--- RECORDS TO PROCESS Enclosed Below ---

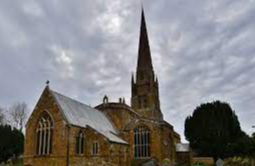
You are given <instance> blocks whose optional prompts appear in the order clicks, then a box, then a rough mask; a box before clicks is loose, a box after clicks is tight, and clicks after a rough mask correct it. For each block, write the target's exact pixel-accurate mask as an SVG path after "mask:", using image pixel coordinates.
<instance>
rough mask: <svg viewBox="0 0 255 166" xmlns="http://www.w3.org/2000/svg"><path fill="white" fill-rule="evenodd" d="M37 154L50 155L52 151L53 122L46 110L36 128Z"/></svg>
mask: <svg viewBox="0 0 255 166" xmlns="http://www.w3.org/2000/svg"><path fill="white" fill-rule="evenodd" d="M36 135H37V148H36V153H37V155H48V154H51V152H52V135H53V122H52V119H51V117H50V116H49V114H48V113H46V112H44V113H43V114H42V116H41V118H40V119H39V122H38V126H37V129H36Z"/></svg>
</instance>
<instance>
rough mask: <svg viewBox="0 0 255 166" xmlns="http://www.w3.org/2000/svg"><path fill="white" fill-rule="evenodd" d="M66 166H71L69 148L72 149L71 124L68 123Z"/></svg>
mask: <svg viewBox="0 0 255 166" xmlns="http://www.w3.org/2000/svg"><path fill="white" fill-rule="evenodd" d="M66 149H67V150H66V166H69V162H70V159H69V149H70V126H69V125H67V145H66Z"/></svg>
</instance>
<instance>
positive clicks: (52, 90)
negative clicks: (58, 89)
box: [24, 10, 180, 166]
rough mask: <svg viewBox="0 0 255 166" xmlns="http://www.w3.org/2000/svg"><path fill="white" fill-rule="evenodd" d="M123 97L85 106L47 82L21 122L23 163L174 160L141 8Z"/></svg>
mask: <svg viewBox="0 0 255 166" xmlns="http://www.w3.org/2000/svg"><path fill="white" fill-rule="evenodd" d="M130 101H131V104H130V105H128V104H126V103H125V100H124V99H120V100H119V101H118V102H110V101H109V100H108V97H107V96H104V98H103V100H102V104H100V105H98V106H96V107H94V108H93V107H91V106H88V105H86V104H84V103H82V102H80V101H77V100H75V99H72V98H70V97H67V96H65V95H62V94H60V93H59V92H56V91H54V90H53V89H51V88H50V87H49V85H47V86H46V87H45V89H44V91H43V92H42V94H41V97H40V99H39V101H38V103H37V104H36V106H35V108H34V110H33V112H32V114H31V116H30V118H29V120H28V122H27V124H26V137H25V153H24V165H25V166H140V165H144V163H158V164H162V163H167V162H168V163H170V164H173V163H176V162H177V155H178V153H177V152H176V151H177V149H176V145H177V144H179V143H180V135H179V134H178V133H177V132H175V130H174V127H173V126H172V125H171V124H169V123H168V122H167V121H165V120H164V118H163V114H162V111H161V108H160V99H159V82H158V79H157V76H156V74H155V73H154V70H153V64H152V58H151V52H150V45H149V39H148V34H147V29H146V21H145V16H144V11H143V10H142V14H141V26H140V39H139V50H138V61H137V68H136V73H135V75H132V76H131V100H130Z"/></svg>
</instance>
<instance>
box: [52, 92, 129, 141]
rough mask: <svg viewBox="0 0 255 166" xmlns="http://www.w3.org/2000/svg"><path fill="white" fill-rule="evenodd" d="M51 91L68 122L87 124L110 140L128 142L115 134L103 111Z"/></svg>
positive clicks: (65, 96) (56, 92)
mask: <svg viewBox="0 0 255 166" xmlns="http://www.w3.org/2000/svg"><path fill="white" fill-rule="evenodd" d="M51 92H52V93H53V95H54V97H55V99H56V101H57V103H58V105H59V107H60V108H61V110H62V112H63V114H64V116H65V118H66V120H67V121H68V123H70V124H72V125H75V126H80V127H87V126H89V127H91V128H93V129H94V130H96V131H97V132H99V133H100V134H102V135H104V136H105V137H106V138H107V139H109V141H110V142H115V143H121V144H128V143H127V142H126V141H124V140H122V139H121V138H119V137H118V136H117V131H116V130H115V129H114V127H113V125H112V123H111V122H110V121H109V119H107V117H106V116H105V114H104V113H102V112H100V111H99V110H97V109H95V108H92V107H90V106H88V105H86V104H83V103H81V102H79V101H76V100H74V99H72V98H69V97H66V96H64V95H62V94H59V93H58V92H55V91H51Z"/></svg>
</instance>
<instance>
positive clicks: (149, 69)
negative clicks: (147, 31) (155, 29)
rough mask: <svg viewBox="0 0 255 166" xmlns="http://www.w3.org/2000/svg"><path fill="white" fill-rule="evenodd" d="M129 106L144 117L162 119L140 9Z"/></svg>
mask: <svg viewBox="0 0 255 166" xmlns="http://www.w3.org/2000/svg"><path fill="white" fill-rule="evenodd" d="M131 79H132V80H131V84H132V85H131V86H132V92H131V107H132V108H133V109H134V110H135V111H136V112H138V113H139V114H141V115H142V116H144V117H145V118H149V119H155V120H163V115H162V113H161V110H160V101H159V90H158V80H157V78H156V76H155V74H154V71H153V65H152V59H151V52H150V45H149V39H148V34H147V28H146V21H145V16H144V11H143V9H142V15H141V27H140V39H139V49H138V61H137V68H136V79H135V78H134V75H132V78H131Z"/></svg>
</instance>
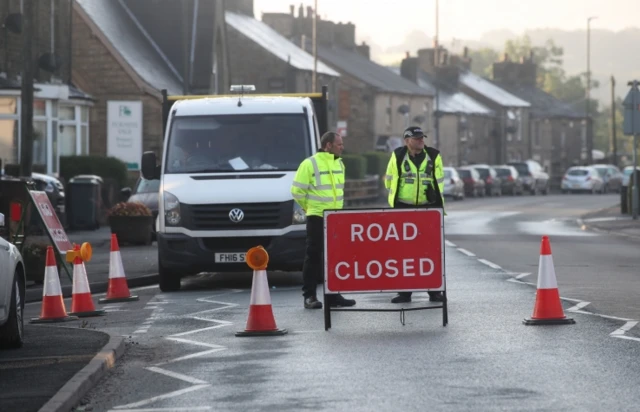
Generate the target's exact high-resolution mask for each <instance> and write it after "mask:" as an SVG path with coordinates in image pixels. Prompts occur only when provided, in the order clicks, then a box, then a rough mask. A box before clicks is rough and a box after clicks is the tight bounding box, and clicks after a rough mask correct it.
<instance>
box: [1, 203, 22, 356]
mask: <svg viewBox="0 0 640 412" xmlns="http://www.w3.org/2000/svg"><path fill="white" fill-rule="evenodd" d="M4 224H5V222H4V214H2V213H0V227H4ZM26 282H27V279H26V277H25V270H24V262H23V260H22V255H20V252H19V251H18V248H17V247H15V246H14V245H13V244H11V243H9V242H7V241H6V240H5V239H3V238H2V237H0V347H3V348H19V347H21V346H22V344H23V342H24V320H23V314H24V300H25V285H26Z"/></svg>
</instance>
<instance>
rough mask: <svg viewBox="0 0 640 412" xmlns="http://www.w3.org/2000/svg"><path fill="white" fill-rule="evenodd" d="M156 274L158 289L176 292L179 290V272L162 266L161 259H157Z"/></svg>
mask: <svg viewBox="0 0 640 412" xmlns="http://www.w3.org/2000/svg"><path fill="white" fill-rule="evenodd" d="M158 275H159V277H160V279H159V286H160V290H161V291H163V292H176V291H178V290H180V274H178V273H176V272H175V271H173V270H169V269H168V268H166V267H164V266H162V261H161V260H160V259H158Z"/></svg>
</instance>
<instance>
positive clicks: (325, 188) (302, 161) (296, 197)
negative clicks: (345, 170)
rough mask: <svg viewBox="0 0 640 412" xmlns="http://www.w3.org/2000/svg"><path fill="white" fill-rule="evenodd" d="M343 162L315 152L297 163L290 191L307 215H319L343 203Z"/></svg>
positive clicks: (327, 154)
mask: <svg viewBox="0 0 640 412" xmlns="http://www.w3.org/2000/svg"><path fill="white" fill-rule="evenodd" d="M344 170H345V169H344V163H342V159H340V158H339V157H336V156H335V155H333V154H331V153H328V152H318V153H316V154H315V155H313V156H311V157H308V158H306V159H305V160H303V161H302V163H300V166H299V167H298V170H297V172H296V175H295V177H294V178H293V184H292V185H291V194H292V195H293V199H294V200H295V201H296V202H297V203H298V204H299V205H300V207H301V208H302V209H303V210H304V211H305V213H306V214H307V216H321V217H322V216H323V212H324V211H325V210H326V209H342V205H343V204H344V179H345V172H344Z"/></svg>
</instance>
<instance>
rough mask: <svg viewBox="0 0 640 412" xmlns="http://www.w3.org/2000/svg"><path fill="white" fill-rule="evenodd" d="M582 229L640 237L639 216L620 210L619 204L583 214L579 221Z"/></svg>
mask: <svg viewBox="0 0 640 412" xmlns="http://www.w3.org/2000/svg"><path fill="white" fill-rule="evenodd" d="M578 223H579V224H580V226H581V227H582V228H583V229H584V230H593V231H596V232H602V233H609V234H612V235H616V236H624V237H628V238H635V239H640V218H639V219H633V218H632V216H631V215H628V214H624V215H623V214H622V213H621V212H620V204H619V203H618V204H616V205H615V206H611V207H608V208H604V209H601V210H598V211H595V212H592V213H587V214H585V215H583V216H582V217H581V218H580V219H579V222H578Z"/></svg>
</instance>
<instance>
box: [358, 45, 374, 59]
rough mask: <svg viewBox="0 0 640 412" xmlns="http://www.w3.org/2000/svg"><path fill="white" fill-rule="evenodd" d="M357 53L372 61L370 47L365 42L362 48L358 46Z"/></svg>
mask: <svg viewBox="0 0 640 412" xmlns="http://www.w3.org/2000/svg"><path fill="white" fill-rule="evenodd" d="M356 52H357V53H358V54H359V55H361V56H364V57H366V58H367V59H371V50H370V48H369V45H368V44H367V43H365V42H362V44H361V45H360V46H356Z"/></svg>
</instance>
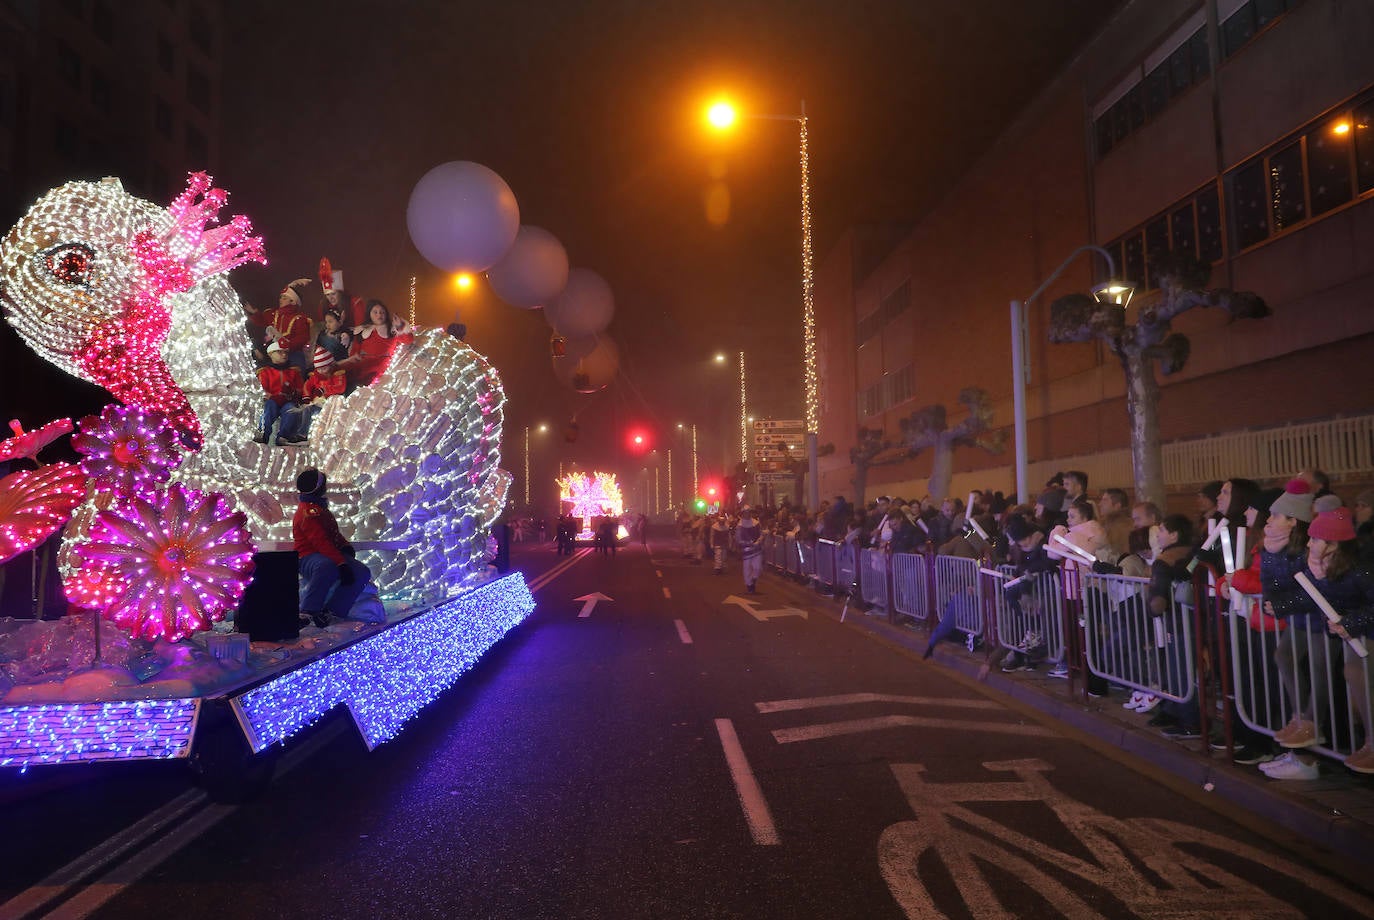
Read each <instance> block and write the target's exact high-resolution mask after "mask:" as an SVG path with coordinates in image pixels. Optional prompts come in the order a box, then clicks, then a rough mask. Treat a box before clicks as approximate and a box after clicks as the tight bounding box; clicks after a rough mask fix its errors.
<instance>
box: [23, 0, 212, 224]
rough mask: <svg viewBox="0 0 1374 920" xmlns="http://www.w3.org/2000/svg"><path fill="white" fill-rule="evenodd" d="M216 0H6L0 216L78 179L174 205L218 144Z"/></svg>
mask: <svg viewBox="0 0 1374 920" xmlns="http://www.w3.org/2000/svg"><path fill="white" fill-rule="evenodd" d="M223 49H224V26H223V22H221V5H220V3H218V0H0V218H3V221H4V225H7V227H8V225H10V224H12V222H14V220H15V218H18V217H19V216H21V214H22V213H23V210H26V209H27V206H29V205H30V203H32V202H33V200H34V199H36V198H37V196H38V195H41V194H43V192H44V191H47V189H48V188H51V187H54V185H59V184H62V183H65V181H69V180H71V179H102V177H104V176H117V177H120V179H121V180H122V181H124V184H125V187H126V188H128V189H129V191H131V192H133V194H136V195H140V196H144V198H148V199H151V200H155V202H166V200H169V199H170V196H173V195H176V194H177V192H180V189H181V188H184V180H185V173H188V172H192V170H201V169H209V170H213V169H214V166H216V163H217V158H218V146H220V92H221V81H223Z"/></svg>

--- End of Enclosed RECORDS TO PROCESS ---

■ **TASK DETAILS**
Write out each line above that contains the word "negative".

■ **SOLUTION TO THIS PROBLEM**
negative clicks: (58, 89)
negative clicks: (147, 31) (155, 29)
negative clicks: (345, 170)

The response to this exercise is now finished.